───── Information provided

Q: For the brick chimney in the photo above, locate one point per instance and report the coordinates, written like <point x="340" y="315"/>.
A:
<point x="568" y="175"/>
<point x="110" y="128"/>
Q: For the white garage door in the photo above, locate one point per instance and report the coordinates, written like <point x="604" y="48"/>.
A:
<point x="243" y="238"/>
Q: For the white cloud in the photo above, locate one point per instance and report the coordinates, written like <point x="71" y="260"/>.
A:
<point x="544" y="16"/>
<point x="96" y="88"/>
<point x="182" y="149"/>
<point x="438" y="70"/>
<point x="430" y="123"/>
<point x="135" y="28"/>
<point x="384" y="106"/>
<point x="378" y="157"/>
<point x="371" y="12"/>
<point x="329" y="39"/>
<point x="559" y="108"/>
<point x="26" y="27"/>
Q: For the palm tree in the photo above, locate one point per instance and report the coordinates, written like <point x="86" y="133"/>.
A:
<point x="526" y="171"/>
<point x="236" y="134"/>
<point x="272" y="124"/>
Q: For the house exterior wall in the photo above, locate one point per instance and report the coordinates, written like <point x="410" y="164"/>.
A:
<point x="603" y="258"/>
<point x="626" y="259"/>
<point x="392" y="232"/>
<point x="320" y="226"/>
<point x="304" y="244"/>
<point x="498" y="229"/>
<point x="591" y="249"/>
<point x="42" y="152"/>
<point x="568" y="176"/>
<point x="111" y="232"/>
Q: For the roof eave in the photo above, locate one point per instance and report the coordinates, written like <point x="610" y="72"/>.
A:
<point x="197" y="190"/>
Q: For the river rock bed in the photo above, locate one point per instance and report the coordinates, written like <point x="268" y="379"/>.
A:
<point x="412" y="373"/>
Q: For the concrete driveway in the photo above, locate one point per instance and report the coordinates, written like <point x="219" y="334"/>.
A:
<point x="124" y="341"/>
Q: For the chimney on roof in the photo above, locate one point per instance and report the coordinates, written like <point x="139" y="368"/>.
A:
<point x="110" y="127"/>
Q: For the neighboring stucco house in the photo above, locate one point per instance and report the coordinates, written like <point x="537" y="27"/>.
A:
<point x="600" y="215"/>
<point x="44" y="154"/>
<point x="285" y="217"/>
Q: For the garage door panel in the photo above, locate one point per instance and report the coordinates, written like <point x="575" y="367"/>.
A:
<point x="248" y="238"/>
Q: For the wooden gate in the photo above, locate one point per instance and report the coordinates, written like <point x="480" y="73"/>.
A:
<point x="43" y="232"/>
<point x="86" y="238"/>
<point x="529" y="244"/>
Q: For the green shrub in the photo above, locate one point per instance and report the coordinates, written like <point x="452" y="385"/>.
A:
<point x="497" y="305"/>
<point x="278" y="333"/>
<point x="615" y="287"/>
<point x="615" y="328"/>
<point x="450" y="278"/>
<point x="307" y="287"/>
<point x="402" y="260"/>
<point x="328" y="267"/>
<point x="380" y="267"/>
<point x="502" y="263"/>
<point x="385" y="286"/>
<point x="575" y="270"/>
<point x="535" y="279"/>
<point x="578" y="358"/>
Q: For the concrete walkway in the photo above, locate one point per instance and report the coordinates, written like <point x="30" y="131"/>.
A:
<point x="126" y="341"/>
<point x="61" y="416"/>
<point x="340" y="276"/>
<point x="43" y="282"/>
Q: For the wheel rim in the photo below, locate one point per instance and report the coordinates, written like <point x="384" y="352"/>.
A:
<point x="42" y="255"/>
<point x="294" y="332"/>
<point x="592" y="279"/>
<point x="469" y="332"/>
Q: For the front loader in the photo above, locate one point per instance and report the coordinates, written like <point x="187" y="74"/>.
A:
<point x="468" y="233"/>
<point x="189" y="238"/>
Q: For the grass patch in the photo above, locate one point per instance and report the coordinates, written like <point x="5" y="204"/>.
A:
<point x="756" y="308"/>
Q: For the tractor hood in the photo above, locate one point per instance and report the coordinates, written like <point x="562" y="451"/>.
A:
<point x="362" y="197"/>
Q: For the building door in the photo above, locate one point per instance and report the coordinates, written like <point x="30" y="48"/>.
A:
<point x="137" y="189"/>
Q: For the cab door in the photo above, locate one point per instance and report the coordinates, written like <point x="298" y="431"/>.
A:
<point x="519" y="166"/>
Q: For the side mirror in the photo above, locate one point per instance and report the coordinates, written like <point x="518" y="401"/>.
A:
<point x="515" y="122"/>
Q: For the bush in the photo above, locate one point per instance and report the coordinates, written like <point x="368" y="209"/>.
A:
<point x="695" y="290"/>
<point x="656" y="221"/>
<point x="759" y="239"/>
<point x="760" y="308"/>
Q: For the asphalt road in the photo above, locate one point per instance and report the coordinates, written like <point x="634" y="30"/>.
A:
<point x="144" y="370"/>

──────────

## Exercise brief
Update the lines from the one containing "Q: For the asphalt" through the end of the records, inclusive, so that "asphalt road" becomes "paved road" and nothing else changes. Return only those lines.

## Answer to the task
Q: For the paved road in the photo above, locate one point per instance and report the coordinates, written like <point x="634" y="30"/>.
A:
<point x="144" y="370"/>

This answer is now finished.